Excerpt:
Merge branch 'main' of https://github.com/pandas-dev/pandas into str_xfail_pytable_misc

rhshadrach · rhshadrach · commit 55ea98ba35b2 · 2025-01-30T16:22:15.000-05:00
diff --git a/doc/source/whatsnew/v2.3.0.rst b/doc/source/whatsnew/v2.3.0.rst
@@ -35,6 +35,7 @@ Other enhancements
 - The semantics for the ``copy`` keyword in ``__array__`` methods (i.e. called
   when using ``np.array()`` or ``np.asarray()`` on pandas objects) has been
   updated to work correctly with NumPy >= 2 (:issue:`57739`)
+- :meth:`Series.str.decode` result now has ``StringDtype`` when ``future.infer_string`` is True (:issue:`60709`)
 - :meth:`~Series.to_hdf` and :meth:`~DataFrame.to_hdf` now round-trip with ``StringDtype``  (:issue:`60663`)
 - The :meth:`~Series.cumsum`, :meth:`~Series.cummin`, and :meth:`~Series.cummax` reductions are now implemented for ``StringDtype`` columns when backed by PyArrow (:issue:`60633`)
 - The :meth:`~Series.sum` reduction is now implemented for ``StringDtype`` columns (:issue:`59853`)
diff --git a/pandas/core/strings/accessor.py b/pandas/core/strings/accessor.py
@@ -12,6 +12,8 @@
 
 import numpy as np
 
+from pandas._config import get_option
+
 from pandas._libs import lib
 from pandas._typing import (
     AlignJoin,
@@ -400,7 +402,9 @@ def cons_row(x):
             # This is a mess.
             _dtype: DtypeObj | str | None = dtype
             vdtype = getattr(result, "dtype", None)
-            if self._is_string:
+            if _dtype is not None:
+                pass
+            elif self._is_string:
                 if is_bool_dtype(vdtype):
                     _dtype = result.dtype
                 elif returns_string:
@@ -2141,9 +2145,9 @@ def decode(self, encoding, errors: str = "strict"):
             decoder = codecs.getdecoder(encoding)
             f = lambda x: decoder(x, errors)[0]
         arr = self._data.array
-        # assert isinstance(arr, (StringArray,))
         result = arr._str_map(f)
-        return self._wrap_result(result)
+        dtype = "str" if get_option("future.infer_string") else None
+        return self._wrap_result(result, dtype=dtype)

Information supplied:
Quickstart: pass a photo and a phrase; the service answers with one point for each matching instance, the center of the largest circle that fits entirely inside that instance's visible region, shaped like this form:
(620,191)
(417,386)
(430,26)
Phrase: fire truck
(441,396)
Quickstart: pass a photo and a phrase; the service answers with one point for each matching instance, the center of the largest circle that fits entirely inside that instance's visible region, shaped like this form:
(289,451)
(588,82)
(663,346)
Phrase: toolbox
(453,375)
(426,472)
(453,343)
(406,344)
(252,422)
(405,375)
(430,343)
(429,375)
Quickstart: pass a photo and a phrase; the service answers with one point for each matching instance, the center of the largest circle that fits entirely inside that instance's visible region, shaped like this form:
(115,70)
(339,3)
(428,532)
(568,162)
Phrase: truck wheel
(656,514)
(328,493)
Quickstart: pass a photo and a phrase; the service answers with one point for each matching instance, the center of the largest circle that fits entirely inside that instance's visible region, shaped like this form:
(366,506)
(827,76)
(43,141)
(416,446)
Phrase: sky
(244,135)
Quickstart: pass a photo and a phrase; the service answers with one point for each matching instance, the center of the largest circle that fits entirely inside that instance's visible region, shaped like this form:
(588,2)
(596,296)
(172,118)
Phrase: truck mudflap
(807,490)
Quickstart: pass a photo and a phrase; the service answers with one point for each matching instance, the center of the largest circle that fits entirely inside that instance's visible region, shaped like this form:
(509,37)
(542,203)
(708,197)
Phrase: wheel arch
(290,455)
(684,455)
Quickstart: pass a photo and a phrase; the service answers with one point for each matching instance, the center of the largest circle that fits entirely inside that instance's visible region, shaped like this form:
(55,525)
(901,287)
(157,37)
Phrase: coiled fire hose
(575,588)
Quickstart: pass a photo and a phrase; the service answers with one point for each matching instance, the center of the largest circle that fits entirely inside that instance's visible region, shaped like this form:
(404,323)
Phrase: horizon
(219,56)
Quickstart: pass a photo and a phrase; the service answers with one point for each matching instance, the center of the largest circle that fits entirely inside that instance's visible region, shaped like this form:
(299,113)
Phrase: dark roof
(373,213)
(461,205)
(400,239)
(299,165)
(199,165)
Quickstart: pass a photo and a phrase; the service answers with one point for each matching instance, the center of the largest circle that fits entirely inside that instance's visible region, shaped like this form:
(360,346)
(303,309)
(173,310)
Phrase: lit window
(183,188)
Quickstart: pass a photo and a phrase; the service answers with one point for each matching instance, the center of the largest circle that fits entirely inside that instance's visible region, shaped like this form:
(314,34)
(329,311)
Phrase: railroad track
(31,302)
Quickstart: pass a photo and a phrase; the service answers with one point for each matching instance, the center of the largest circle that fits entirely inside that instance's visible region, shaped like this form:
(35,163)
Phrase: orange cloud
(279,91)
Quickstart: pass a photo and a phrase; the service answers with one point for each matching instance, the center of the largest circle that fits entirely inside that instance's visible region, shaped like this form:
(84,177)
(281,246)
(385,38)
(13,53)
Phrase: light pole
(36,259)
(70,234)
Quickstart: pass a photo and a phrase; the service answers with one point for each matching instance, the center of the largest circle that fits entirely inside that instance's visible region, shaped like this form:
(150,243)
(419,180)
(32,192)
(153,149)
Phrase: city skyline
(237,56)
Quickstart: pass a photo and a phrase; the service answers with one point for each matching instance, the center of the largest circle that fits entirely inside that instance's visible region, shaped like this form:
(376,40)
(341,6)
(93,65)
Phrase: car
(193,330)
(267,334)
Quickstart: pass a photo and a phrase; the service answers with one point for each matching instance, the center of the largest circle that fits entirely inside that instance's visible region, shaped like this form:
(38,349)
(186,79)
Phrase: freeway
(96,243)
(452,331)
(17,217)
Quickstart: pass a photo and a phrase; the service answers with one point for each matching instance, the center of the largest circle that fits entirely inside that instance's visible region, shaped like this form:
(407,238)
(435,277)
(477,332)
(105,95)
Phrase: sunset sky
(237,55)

Task A: Duplicate the part of the pandas commit diff starting at "diff --git a/pandas/core/strings/accessor.py" and ending at "This is a mess.".
Task B:
Answer these about the pandas commit diff:
(i) Which issue number goes with the change making the result of Series.str.decode have StringDtype?
(ii) Which import line is added to pandas/core/strings/accessor.py?
(iii) Which issue number goes with the sum reduction being implemented for StringDtype columns?
Task C: Resume the pandas commit diff from where it stops.

Written answer A:
diff --git a/pandas/core/strings/accessor.py b/pandas/core/strings/accessor.py
@@ -12,6 +12,8 @@
 
 import numpy as np
 
+from pandas._config import get_option
+
 from pandas._libs import lib
 from pandas._typing import (
     AlignJoin,
@@ -400,7 +402,9 @@ def cons_row(x):
             # This is a mess.

Written answer B:
(i) 60709
(ii) from pandas._config import get_option
(iii) 59853

Written answer C:
 
     @forbid_nonstring_types(["bytes"])
     def encode(self, encoding, errors: str = "strict"):
diff --git a/pandas/io/pytables.py b/pandas/io/pytables.py
@@ -5236,7 +5236,9 @@ def _unconvert_string_array(
         dtype = f"U{itemsize}"
 
         if isinstance(data[0], bytes):
-            data = Series(data, copy=False).str.decode(encoding, errors=errors)._values
+            ser = Series(data, copy=False).str.decode(encoding, errors=errors)
+            data = ser.to_numpy()
+            data.flags.writeable = True
         else:
             data = data.astype(dtype, copy=False).astype(object, copy=False)
 
diff --git a/pandas/io/sas/sas7bdat.py b/pandas/io/sas/sas7bdat.py
@@ -22,6 +22,8 @@
 
 import numpy as np
 
+from pandas._config import get_option
+
 from pandas._libs.byteswap import (
     read_double_with_byteswap,
     read_float_with_byteswap,
@@ -699,6 +701,7 @@ def _chunk_to_dataframe(self) -> DataFrame:
         rslt = {}
 
         js, jb = 0, 0
+        infer_string = get_option("future.infer_string")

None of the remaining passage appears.